Rewrite the items below, substituting "enclosing box" for each occurrence of "bounding box" and leaving everything else unchanged.

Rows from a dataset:

-- Begin --

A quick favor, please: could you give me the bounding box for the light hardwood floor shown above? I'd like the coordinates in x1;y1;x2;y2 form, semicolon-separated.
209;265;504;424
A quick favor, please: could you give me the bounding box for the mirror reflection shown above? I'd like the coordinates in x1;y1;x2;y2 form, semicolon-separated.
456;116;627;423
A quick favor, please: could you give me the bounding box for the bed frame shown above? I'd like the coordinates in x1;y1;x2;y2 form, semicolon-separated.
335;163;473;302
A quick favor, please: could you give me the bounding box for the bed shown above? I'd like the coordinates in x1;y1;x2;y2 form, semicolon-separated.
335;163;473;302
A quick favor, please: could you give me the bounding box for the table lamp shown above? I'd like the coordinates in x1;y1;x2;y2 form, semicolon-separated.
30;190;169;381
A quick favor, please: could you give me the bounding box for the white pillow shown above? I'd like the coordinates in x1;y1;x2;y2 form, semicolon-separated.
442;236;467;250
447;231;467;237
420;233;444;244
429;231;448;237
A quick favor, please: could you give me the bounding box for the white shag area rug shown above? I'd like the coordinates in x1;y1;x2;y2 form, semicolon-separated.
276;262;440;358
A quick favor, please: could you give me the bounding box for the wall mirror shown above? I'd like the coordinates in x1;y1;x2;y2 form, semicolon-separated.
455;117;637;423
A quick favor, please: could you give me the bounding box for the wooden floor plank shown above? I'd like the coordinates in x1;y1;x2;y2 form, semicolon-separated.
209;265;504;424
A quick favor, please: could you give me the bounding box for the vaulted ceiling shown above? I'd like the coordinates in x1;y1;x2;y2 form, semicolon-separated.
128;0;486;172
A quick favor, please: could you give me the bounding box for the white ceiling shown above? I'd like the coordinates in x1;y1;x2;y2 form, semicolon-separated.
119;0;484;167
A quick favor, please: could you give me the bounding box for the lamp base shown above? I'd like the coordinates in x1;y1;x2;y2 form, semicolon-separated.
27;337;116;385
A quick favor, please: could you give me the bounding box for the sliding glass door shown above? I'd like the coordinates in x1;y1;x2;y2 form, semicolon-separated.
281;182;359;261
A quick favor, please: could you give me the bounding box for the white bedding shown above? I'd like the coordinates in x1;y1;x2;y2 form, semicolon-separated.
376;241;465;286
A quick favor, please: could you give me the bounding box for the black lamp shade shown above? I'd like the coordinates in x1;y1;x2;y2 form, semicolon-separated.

-- End --

**WORKED ANSWER**:
A quick favor, please: could you give me the enclosing box for the light hardwood floor shown above? I'd like the coordinates in x1;y1;x2;y2 form, semicolon-separated.
209;265;504;424
A quick favor, please: could you give me the enclosing box for the mirror reflection shown above? I'd like the coordinates in x1;y1;x2;y2 form, semicolon-separated.
456;116;627;423
A quick favor, please: could you give me the enclosing box for the bed frame shown above? I'd like the coordinates in x1;y1;x2;y2 form, semicolon-separated.
335;163;473;302
A quick favor, please: could you give me the enclosing box for the bed shown above? I'd like the coordinates in x1;y1;x2;y2 form, semicolon-separated.
335;163;473;302
A quick favor, please: could you give me the enclosing box for the table lamp shown above? I'd like the coordinates in x1;y1;x2;y2 form, semicolon-separated.
30;190;169;381
A quick favor, please: could you give me the enclosing box for the white pillow shown above? I'd like the coordinates in x1;y1;x2;y2 form, semicolon-separated.
442;236;467;250
447;231;467;237
420;233;444;244
429;231;448;237
A quick favor, please: could you give me the enclosing box for the white shag area rug shown above? I'd like the coordinates in x1;y1;x2;y2 form, semicolon-separated.
276;262;440;358
A quick favor, please: could you give me the enclosing box for the wall mirror shown above? I'd like the coordinates in x1;y1;x2;y2 form, semicolon-separated.
455;117;637;423
A quick favor, please: could you give me the enclosing box for the wooden floor plank shown above? I'd like the coordinates in x1;y1;x2;y2 form, semicolon-separated.
209;265;504;424
A quick favor, please: could you give me the enclosing box for the vaulted ceiling shown above? I'd like the coordinates in x1;y1;x2;y2 form, semicolon-separated.
128;0;486;172
A quick favor, please: could you give me the enclosing box for the white ceiling shown above? I'd like the coordinates in x1;y1;x2;y2 form, semicolon-separated.
119;0;484;167
A quick favor, please: could you give me the enclosing box for the lamp base shown above? I'd like the coordinates in x1;y1;x2;y2 form, semicolon-separated.
27;337;116;385
A quick favor, please: could you give me the enclosing box for the sliding glass door shown above? I'd like the coordinates in x1;y1;x2;y2 form, semicolon-separated.
281;182;359;261
A quick favor, please: could you give me the enclosing box for the white bedding shown above? I'd like the coordinates in x1;y1;x2;y2 form, semicolon-separated.
376;241;465;286
A quick favor, please: could you give me the enclosing box for the black lamp shade shown above? I'd like the coordinates in x1;y1;x2;y2 form, semicolon-separated.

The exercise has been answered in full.